DIRECTION
Reproduce verbatim the lines of the data below, beginning with the line that contains "Objective — for every instance of the gradient" and stopping after the line that contains "[[32, 113]]". Output only those lines.

SUPPLIED DATA
* start *
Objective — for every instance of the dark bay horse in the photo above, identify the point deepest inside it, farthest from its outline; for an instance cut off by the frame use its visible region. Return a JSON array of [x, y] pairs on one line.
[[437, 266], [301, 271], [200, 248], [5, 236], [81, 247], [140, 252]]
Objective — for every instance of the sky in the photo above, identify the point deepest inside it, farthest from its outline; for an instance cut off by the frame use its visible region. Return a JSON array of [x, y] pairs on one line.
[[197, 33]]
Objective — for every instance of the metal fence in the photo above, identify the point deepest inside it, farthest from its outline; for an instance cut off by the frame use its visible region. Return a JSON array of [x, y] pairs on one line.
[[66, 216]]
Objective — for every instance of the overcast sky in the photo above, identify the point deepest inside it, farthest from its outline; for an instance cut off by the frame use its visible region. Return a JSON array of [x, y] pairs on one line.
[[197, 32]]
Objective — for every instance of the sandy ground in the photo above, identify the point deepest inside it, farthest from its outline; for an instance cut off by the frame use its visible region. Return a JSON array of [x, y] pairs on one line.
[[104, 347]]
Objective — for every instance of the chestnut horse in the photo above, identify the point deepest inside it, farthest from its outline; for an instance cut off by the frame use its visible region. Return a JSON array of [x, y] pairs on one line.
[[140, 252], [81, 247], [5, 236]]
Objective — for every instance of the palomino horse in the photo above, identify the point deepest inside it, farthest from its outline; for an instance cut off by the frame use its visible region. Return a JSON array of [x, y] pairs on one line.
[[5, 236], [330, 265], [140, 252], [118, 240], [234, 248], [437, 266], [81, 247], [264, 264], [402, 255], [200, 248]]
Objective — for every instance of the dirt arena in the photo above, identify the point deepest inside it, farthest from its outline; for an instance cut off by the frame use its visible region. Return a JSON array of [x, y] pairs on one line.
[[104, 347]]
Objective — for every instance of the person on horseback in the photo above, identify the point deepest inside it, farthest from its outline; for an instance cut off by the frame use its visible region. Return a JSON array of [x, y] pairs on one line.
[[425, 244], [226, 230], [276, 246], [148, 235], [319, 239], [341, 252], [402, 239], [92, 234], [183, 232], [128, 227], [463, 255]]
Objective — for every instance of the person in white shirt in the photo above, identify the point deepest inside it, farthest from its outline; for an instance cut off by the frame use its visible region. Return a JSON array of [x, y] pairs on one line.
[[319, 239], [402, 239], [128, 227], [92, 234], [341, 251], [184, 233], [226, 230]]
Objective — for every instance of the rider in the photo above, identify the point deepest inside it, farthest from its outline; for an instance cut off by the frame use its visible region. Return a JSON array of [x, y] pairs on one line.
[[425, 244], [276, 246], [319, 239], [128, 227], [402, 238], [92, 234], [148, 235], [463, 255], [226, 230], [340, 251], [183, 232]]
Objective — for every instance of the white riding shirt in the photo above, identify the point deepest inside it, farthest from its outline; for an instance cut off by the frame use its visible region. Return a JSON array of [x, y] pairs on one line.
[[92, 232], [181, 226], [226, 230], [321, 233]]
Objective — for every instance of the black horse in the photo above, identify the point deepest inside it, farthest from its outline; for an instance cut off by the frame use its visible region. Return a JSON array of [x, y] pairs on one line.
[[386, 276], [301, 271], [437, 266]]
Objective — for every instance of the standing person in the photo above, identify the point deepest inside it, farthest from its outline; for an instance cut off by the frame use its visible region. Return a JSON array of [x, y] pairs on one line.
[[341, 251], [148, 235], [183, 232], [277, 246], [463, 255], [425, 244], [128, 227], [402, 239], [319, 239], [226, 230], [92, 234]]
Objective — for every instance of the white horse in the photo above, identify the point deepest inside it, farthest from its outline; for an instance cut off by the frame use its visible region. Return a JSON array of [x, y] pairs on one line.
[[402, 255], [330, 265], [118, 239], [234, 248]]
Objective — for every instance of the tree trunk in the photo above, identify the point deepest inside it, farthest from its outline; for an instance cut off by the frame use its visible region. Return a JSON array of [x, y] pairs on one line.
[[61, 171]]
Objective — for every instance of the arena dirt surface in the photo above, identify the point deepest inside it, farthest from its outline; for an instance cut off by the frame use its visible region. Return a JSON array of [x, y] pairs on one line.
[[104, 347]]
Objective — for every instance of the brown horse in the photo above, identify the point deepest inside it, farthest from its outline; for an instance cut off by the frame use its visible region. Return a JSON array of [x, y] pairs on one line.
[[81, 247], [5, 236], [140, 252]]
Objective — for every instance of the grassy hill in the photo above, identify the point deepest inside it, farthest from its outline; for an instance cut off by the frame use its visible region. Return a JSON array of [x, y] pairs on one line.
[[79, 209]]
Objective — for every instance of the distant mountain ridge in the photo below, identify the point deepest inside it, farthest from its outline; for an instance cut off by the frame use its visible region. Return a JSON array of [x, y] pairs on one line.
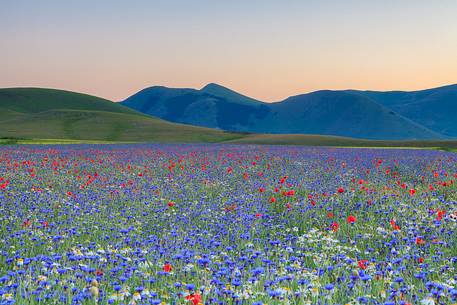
[[350, 113]]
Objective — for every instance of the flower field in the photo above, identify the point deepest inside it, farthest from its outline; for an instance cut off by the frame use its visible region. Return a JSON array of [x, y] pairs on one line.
[[221, 224]]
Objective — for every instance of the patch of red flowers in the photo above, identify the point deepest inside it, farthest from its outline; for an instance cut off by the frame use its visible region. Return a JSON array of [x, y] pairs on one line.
[[351, 219], [167, 267], [195, 298]]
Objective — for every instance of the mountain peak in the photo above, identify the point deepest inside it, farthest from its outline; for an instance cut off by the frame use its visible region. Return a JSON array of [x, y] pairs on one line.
[[224, 92]]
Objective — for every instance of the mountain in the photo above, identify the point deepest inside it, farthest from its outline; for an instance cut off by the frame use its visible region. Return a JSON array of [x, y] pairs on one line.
[[57, 114], [435, 108], [213, 106], [340, 113]]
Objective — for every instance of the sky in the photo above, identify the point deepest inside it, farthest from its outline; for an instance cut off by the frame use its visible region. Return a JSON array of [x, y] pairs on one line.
[[265, 49]]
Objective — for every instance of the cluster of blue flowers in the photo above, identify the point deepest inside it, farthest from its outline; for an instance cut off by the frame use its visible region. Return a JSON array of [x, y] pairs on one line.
[[222, 224]]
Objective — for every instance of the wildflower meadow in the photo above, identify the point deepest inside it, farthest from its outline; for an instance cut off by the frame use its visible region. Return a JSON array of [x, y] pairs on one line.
[[227, 224]]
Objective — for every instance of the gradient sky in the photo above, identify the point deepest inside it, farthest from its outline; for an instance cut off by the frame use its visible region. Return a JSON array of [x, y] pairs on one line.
[[265, 49]]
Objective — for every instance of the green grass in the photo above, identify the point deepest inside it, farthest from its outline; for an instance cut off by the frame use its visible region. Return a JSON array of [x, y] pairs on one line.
[[32, 113]]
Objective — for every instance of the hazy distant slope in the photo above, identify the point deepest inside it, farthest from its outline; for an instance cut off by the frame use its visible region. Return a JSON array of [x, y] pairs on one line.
[[58, 114], [228, 94], [435, 108], [226, 110], [342, 114], [324, 112]]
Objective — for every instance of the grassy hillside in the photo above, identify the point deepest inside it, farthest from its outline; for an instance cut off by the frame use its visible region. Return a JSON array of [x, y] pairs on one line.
[[340, 113], [34, 100], [57, 114]]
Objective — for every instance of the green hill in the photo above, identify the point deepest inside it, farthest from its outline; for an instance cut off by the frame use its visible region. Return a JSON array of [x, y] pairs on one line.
[[58, 114]]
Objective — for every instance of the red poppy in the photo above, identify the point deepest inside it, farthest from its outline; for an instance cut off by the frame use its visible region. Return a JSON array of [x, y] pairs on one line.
[[363, 264], [290, 193], [394, 225], [167, 267], [195, 298], [351, 219]]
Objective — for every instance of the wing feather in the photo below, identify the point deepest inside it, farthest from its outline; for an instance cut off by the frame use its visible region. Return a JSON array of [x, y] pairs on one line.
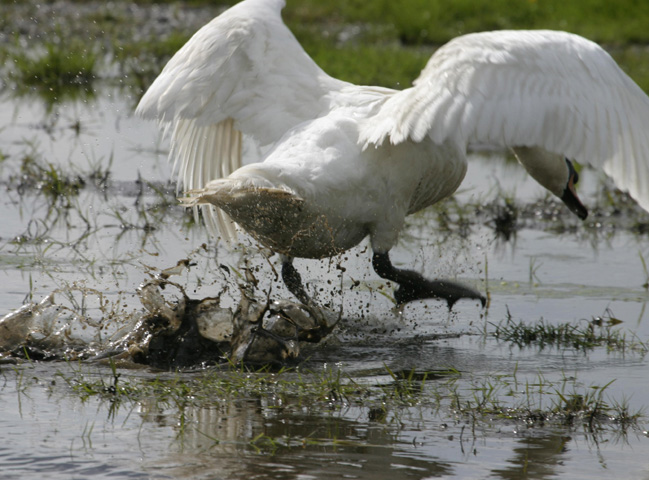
[[242, 73], [546, 89]]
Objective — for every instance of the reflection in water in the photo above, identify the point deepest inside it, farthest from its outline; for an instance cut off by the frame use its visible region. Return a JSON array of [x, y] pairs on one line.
[[259, 439], [536, 457]]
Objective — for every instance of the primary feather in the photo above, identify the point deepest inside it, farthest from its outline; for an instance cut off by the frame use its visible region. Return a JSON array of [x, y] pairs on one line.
[[362, 158]]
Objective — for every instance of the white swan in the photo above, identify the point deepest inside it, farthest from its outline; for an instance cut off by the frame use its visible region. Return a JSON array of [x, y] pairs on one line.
[[343, 161]]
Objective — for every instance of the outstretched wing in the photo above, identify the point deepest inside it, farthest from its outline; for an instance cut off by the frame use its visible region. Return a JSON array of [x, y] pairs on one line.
[[242, 73], [546, 89]]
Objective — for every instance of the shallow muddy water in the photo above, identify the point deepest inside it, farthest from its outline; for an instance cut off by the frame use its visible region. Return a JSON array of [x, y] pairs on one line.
[[95, 245]]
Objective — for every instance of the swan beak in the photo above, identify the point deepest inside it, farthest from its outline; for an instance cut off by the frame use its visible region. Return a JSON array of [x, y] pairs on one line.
[[570, 197]]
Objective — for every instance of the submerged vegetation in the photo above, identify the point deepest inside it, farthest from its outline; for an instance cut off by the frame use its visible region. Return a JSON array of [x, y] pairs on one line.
[[74, 219]]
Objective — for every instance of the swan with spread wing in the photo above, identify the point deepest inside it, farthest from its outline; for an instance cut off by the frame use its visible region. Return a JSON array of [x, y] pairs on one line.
[[342, 162]]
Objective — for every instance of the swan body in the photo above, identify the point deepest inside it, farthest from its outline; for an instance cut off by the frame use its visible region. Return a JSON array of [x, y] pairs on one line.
[[342, 162]]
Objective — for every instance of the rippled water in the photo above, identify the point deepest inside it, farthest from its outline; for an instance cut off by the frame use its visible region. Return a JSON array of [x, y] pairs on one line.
[[111, 234]]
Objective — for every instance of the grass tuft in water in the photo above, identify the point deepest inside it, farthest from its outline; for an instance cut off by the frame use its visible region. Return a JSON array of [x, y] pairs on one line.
[[599, 332], [64, 70]]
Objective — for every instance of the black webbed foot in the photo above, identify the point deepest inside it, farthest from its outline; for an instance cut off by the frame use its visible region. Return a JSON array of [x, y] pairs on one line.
[[413, 286]]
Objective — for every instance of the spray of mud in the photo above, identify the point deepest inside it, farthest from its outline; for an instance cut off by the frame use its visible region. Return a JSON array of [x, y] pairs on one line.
[[171, 331]]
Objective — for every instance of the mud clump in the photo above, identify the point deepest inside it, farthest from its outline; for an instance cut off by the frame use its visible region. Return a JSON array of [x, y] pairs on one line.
[[174, 332]]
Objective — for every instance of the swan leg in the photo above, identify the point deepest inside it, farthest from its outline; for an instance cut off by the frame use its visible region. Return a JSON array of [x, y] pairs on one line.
[[293, 281], [413, 286]]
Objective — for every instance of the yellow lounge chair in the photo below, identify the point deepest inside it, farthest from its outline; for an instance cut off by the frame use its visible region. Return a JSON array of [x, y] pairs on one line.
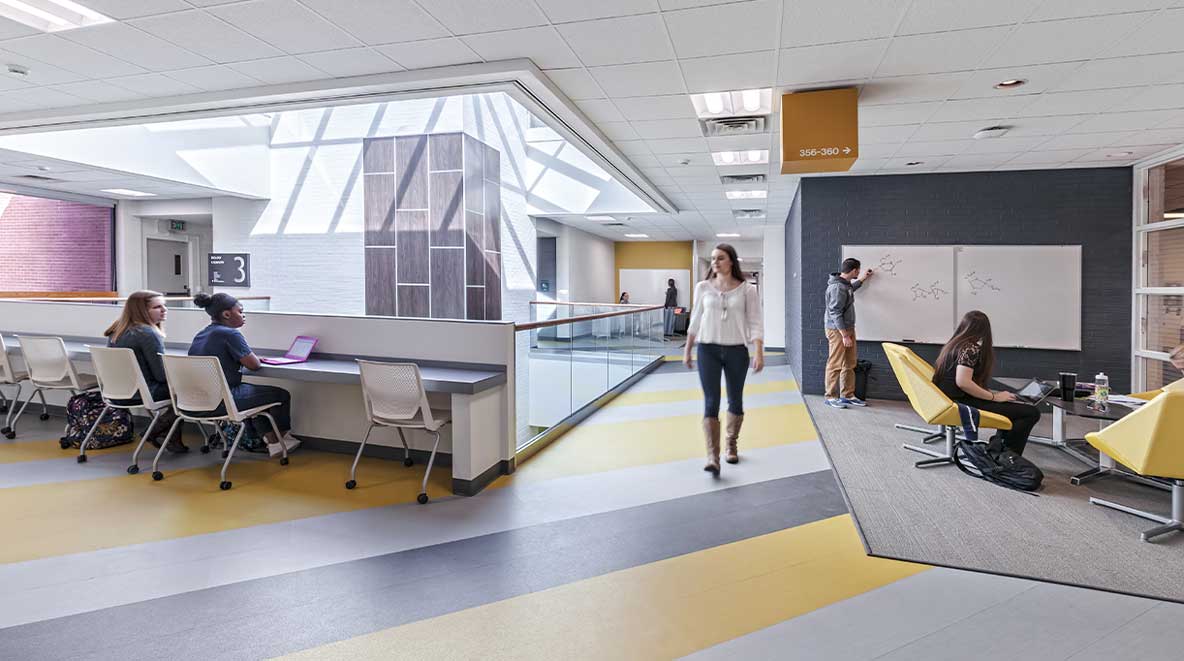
[[915, 377], [1151, 443]]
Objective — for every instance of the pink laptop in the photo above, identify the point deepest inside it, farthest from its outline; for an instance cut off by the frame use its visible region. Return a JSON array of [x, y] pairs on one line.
[[300, 351]]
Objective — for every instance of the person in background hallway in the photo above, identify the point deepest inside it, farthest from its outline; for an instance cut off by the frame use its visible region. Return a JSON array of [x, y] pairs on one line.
[[223, 340], [668, 307], [841, 334], [963, 371], [141, 328], [726, 318]]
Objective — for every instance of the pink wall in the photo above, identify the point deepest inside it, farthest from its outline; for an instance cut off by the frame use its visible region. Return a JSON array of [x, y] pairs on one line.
[[53, 245]]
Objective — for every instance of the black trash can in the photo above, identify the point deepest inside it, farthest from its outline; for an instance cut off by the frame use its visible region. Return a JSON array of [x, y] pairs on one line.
[[861, 378]]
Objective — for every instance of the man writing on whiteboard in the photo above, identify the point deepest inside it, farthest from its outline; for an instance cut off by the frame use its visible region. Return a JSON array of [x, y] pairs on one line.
[[841, 334]]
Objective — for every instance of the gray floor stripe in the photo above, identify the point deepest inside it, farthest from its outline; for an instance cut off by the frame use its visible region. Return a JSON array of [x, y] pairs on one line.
[[298, 610]]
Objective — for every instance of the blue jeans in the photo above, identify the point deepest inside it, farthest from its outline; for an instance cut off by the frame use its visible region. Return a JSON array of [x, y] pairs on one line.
[[733, 361]]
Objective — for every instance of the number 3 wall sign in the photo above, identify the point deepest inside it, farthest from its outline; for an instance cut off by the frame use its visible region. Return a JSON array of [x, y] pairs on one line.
[[230, 269]]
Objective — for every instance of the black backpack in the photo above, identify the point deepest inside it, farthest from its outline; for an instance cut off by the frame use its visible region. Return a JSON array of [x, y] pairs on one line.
[[993, 462]]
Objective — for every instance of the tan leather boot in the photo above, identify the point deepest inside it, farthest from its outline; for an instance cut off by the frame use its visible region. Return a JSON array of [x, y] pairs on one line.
[[733, 436], [712, 434]]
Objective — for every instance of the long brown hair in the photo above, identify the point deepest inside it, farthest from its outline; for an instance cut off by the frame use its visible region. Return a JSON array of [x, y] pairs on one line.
[[735, 262], [135, 313], [973, 328]]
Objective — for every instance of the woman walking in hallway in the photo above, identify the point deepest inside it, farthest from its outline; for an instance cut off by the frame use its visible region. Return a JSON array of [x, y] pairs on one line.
* end *
SOLUTION FOR THIS TASK
Objective — for every instance of the gradient sky in the photo above, identify the point deepest inside it, farthest from its outline; for an instance cut off by the frame use its visible region. Return a JSON array of [x, y] pairs on one line.
[[265, 49]]
Objective — for every instance of the green grass in the photo above, identify the point deepest inside it, farthest from its outline; for an instance cut off by the frame use its visible region. Return a JSON array of [x, y] pairs on one line.
[[32, 113]]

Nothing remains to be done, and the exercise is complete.